- **REQUIREMENT**
Extract every line of the entries below that contains the word "helmet". Treat uppercase and lowercase as distinct when matching.

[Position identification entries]
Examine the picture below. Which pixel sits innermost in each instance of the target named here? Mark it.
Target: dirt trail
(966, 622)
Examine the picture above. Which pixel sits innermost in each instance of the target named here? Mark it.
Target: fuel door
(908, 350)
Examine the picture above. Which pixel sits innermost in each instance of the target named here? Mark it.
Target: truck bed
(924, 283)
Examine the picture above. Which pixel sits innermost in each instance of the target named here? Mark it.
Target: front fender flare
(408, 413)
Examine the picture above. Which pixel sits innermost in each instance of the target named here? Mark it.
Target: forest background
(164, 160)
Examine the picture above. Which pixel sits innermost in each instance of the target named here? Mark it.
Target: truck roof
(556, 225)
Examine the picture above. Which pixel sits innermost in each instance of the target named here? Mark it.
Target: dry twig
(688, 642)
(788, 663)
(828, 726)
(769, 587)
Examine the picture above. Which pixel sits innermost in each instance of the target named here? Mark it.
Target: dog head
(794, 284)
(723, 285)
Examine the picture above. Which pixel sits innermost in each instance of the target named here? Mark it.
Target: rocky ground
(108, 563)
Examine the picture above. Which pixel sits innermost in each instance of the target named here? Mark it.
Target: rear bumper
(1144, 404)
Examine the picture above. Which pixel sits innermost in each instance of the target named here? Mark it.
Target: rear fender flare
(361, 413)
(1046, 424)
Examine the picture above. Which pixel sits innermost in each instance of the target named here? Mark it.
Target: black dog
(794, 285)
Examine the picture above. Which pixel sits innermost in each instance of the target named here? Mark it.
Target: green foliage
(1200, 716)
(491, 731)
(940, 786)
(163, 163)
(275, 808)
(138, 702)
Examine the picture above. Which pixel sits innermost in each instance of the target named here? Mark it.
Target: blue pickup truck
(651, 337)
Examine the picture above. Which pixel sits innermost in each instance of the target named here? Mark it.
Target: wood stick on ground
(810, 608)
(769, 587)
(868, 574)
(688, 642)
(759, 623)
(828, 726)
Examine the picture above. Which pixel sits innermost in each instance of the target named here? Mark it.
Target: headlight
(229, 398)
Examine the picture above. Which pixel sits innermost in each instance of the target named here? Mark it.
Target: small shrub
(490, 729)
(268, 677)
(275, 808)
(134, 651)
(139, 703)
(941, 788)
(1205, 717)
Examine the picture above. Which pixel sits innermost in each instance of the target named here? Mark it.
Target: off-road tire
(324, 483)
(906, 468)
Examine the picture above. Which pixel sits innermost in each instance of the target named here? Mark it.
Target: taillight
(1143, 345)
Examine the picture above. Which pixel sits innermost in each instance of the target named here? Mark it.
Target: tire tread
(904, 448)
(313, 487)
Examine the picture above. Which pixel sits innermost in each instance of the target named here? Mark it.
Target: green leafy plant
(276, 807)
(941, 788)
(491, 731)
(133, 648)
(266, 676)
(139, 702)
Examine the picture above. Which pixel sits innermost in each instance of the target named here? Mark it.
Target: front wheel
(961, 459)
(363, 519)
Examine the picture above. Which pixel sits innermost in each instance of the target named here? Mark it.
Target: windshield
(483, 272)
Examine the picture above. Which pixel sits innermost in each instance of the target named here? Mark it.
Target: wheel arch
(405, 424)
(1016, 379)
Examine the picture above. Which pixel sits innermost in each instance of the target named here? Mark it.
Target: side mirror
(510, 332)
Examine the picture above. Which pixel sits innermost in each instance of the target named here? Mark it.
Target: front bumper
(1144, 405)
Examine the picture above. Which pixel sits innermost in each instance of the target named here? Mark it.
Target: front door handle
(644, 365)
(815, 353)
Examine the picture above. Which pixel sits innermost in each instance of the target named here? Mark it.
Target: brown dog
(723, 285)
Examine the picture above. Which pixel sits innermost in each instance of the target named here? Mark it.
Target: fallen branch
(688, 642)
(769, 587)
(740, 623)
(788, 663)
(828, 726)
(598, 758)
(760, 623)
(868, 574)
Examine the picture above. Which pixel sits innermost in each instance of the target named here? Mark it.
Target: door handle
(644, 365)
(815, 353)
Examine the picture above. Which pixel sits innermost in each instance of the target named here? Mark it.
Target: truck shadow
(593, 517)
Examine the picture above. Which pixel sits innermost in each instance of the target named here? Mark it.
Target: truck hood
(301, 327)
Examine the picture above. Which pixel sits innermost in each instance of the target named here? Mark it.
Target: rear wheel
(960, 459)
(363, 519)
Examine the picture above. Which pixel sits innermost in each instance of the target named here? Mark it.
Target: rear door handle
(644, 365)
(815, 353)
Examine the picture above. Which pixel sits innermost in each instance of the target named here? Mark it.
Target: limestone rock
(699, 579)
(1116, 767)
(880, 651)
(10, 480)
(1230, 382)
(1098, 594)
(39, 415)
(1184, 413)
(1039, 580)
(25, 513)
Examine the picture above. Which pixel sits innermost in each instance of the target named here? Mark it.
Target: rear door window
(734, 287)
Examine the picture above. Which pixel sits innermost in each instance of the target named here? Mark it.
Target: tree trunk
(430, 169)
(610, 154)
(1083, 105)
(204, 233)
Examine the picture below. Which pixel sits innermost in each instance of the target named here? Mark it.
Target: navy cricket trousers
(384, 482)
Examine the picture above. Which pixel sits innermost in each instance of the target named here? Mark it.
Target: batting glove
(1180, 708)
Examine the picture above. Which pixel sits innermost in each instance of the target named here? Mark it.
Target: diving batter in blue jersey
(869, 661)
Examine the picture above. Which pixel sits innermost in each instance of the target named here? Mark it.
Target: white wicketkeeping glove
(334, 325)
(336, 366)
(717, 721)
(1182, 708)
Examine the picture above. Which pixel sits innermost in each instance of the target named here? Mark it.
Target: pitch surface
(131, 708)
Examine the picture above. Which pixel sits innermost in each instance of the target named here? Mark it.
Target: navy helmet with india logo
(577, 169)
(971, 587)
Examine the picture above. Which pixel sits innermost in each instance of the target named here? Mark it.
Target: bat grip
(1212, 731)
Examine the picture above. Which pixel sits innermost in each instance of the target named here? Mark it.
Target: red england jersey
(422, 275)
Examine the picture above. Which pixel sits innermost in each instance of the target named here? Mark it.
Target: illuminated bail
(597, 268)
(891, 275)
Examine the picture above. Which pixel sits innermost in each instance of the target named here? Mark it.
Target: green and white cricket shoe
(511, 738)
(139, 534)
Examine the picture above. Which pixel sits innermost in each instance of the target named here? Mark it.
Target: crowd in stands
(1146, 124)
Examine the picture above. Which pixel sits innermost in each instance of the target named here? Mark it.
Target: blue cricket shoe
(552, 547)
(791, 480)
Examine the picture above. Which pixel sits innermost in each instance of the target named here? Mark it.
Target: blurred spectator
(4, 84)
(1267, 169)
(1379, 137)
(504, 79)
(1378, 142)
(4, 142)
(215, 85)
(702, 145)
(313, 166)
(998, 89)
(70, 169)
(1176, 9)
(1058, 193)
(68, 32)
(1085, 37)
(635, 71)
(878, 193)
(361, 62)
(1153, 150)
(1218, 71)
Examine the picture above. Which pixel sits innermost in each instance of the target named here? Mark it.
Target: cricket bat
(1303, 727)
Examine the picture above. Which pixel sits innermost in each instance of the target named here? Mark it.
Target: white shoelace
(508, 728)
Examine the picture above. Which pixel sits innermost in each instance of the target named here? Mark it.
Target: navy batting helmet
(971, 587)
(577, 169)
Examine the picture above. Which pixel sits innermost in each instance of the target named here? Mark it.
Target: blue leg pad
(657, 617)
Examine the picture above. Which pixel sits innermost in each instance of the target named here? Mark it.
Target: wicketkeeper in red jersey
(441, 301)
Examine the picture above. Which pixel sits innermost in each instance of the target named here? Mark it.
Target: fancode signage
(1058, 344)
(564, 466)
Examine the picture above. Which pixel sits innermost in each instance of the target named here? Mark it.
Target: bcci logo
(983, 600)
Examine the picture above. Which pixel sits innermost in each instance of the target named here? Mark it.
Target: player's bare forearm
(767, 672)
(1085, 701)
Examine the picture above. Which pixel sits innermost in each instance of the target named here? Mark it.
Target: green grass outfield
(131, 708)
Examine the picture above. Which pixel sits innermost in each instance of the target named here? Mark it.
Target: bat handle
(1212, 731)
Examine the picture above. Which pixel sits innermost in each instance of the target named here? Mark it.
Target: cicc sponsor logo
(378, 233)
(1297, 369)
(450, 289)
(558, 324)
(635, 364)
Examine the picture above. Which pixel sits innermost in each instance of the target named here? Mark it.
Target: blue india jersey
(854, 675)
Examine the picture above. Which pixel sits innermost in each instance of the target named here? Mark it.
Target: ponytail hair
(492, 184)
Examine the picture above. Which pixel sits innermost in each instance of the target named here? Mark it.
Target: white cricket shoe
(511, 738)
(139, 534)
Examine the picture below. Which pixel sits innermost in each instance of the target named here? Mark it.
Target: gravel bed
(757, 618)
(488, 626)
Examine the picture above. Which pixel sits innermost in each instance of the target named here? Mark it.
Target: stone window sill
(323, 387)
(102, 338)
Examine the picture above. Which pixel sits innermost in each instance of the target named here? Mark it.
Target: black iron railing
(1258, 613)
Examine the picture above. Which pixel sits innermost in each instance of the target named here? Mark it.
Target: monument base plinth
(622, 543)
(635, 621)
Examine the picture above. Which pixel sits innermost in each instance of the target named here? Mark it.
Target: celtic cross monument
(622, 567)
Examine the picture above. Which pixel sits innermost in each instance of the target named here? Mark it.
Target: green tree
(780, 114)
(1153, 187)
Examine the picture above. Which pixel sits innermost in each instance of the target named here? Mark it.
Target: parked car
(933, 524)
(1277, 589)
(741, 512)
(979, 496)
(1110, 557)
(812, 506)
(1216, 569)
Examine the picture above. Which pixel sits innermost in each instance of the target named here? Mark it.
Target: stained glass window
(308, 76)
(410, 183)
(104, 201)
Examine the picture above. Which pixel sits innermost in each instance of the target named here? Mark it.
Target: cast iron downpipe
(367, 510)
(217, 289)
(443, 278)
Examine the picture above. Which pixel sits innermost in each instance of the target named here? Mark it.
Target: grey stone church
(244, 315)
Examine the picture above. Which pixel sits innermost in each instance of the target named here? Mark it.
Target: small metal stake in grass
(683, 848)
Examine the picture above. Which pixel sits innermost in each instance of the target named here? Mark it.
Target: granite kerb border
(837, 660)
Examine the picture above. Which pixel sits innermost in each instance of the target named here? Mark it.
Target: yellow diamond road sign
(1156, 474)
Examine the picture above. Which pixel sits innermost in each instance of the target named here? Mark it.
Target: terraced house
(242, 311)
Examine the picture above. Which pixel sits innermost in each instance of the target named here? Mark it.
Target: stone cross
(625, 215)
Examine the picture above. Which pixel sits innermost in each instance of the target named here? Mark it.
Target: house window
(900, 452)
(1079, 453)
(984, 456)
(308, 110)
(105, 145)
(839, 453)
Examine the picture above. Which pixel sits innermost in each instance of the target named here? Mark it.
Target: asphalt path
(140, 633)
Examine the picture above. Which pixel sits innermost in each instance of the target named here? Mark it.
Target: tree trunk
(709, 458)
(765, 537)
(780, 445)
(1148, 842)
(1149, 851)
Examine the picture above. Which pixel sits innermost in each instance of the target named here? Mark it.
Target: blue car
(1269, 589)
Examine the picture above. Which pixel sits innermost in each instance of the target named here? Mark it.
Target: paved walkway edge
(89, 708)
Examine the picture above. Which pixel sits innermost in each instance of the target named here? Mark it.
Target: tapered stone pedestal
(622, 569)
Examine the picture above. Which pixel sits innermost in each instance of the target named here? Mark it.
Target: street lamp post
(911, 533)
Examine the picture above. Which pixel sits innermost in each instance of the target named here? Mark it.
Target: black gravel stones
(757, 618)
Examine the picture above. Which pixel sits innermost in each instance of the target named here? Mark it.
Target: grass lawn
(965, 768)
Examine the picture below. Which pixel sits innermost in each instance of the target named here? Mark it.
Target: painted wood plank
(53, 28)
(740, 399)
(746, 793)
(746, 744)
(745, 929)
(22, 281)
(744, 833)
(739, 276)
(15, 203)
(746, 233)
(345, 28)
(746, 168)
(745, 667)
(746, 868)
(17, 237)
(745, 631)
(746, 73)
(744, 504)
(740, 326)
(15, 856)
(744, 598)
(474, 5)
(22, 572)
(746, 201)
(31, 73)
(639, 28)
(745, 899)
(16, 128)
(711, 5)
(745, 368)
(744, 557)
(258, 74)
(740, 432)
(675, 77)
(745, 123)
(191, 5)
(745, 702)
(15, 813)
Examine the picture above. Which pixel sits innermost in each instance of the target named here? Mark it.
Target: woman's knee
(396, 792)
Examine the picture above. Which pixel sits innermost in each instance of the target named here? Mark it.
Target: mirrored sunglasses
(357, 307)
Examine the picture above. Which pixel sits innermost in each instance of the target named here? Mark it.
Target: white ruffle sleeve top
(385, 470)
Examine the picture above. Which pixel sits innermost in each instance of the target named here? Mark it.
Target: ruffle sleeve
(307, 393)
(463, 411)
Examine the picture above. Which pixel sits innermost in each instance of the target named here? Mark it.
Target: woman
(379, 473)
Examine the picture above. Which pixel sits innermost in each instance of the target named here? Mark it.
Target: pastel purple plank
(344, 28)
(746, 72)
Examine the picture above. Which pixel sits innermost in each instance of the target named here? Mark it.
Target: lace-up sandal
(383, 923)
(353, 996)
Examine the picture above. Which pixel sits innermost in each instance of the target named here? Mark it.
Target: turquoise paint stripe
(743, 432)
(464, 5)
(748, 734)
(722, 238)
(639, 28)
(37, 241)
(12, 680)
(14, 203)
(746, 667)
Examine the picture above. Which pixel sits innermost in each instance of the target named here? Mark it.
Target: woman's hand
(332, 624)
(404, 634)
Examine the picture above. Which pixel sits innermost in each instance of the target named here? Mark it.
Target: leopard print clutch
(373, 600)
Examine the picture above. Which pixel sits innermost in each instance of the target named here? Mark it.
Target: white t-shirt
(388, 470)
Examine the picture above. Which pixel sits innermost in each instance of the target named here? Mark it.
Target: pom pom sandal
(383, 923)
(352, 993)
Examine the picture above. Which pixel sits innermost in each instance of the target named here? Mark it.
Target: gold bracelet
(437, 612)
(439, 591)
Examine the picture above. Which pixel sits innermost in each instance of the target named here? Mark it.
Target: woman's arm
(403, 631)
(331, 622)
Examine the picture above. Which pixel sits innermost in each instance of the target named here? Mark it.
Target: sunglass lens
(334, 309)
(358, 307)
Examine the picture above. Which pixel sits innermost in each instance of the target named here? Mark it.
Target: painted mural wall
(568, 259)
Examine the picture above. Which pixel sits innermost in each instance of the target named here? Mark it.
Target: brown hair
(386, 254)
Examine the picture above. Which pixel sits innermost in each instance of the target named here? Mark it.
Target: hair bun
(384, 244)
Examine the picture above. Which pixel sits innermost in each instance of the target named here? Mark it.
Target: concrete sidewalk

- **EXERCISE ANSWER**
Target: navy helmet with india logo
Target: navy batting helmet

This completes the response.